Extracted records:
** begin **

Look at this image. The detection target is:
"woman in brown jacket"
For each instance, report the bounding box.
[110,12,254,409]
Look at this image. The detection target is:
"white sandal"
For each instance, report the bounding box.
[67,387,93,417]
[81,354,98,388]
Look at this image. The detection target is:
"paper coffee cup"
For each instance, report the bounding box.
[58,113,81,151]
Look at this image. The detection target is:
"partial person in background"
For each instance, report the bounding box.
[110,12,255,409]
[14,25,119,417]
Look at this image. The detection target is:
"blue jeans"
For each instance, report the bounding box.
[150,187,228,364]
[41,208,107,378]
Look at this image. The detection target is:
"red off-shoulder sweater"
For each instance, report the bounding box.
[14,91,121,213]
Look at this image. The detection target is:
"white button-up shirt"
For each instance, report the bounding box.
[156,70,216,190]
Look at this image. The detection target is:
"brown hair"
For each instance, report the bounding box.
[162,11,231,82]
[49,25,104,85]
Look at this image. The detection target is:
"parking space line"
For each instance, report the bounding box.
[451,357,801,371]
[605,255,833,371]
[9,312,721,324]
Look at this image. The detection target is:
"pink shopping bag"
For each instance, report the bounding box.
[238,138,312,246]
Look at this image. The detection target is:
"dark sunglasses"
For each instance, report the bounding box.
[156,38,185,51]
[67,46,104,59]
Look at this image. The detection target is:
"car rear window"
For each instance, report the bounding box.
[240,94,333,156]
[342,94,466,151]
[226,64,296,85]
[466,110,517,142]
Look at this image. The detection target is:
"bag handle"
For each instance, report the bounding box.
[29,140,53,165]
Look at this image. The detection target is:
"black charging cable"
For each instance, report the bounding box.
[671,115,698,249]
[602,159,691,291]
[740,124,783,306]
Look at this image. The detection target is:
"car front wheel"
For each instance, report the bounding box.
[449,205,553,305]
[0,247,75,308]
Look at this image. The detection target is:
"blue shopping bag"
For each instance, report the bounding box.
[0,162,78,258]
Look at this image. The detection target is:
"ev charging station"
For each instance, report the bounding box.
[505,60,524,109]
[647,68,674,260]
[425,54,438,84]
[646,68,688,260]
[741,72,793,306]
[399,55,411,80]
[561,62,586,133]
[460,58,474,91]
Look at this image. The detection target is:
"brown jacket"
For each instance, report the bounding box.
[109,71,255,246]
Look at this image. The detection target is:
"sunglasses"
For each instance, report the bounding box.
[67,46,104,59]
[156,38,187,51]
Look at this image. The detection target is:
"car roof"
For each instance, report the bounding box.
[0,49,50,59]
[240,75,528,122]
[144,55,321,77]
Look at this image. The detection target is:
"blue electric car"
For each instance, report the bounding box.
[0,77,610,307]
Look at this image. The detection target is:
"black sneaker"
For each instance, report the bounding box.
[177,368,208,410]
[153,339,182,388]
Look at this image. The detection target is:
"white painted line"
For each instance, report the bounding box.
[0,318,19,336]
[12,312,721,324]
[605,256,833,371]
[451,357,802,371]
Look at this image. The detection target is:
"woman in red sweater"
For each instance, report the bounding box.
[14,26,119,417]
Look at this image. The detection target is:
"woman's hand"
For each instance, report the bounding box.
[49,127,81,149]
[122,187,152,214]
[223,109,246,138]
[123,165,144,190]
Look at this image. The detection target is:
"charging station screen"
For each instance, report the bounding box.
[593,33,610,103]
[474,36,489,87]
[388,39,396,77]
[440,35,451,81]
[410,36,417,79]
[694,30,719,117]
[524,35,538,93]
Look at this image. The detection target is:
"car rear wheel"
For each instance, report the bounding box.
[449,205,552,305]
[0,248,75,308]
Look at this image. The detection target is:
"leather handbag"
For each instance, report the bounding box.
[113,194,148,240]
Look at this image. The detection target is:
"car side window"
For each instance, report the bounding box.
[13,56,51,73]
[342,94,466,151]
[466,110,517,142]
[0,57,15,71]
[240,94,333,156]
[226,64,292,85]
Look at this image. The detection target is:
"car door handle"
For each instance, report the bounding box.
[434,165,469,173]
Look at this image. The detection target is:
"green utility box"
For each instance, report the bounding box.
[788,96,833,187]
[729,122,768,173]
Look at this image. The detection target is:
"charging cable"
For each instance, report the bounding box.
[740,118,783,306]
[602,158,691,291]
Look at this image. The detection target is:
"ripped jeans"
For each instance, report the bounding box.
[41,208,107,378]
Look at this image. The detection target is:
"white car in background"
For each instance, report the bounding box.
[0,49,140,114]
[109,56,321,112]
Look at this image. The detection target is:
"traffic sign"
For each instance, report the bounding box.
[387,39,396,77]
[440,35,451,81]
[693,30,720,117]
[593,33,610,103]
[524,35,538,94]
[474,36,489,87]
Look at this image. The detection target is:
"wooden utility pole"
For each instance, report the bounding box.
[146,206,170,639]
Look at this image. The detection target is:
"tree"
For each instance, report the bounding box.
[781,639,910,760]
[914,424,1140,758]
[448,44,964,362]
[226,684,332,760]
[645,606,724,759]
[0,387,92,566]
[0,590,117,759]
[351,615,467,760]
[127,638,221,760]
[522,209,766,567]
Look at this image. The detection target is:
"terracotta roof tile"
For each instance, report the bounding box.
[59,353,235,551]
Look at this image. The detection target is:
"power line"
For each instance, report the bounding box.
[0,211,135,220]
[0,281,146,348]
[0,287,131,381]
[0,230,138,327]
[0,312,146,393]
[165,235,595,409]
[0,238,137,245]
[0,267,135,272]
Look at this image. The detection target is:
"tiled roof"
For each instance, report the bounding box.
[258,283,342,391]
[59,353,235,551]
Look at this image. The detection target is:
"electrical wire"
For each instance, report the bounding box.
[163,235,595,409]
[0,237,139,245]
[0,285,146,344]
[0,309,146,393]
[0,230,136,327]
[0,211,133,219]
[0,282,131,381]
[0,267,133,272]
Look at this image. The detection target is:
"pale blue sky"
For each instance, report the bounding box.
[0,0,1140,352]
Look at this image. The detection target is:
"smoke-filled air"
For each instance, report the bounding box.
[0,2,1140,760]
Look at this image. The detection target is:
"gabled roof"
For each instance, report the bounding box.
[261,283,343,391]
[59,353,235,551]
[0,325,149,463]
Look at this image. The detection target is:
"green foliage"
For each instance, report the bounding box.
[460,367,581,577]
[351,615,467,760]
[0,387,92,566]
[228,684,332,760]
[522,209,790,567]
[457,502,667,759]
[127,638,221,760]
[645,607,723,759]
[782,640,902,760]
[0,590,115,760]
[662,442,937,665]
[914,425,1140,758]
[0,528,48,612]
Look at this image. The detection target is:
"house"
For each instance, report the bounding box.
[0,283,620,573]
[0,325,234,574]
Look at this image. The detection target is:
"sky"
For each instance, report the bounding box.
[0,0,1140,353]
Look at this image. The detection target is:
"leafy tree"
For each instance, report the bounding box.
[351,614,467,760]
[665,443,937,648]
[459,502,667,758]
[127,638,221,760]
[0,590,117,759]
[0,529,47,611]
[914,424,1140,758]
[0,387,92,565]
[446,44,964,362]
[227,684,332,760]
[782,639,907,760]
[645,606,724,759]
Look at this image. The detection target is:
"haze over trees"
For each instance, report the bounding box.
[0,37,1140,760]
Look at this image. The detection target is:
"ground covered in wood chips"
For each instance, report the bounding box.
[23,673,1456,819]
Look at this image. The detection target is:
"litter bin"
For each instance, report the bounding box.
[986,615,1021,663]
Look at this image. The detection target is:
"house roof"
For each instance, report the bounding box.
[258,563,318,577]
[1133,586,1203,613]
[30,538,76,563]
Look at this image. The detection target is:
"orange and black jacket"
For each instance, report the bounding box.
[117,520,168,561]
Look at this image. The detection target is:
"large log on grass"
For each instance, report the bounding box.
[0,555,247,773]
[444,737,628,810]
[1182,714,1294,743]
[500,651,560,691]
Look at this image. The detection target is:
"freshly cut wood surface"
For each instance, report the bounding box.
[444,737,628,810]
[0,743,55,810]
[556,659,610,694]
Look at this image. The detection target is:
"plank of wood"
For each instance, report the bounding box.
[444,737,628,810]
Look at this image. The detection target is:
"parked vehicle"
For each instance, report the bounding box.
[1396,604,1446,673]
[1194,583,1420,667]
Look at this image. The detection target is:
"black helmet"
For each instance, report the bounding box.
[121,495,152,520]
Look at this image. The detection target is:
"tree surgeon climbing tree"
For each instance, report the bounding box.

** end **

• [Required work] Rewrite the stretch from the start of the records through the line containing "[740,124,783,306]", requests included. Multiply every bounding-box coordinate in the answers by 0.45 and round each result to a whole number, rounding halves up.

• [Written answer]
Look at this image. The detection target is:
"woman in brown jacket"
For each instance, report the bounding box.
[50,5,114,184]
Look at this image. The detection target is:
"white sandal"
For each instance, report the bounding box.
[30,174,42,188]
[36,159,44,175]
Look at this image. The detection target is:
"paper coffee cup"
For each instance, report the bounding box.
[26,51,36,68]
Look at this image. The detection target is:
"partial person in background"
For each instance, report the bounding box.
[50,5,115,184]
[6,11,54,188]
Look at this image. The detection target is:
"blue jeans"
For each instance, report the bounding box.
[68,84,103,164]
[18,94,48,170]
Look at this image. The detection target is:
"red off-shoulder sweater"
For each instance, report the bounding box.
[6,41,54,96]
Look at this image. The detection target is:
"white button-up shirt"
For each instance, report the bounding box.
[70,32,97,86]
Look at this image. The detection target is:
"brown hair"
For each instance, report the bounding box.
[73,5,104,37]
[22,11,47,38]
Look at this image. The detection target is:
"parking space line"
For each instance, report the bounding box.
[203,161,360,167]
[272,115,375,167]
[4,140,324,146]
Look at this image. The detection target is:
"pink shopping bag"
For each instance, report the bounding box.
[107,62,140,111]
Look at this image. The detection target is:
"dark sunglasses"
For each instance, report the bounding box.
[70,17,83,23]
[30,21,47,27]
Look at this image. The detection target is:
"car rear window"
For each instance, report the bounding box.
[108,42,150,70]
[154,42,210,68]
[102,29,133,38]
[210,50,233,64]
Look at this image. The detection target is:
"bag handle"
For each instance, report the bounding box.
[13,63,24,74]
Look at this image. The detection target is:
"black charging cable"
For each instance, report the bounding box.
[302,52,314,112]
[271,72,311,131]
[333,56,352,138]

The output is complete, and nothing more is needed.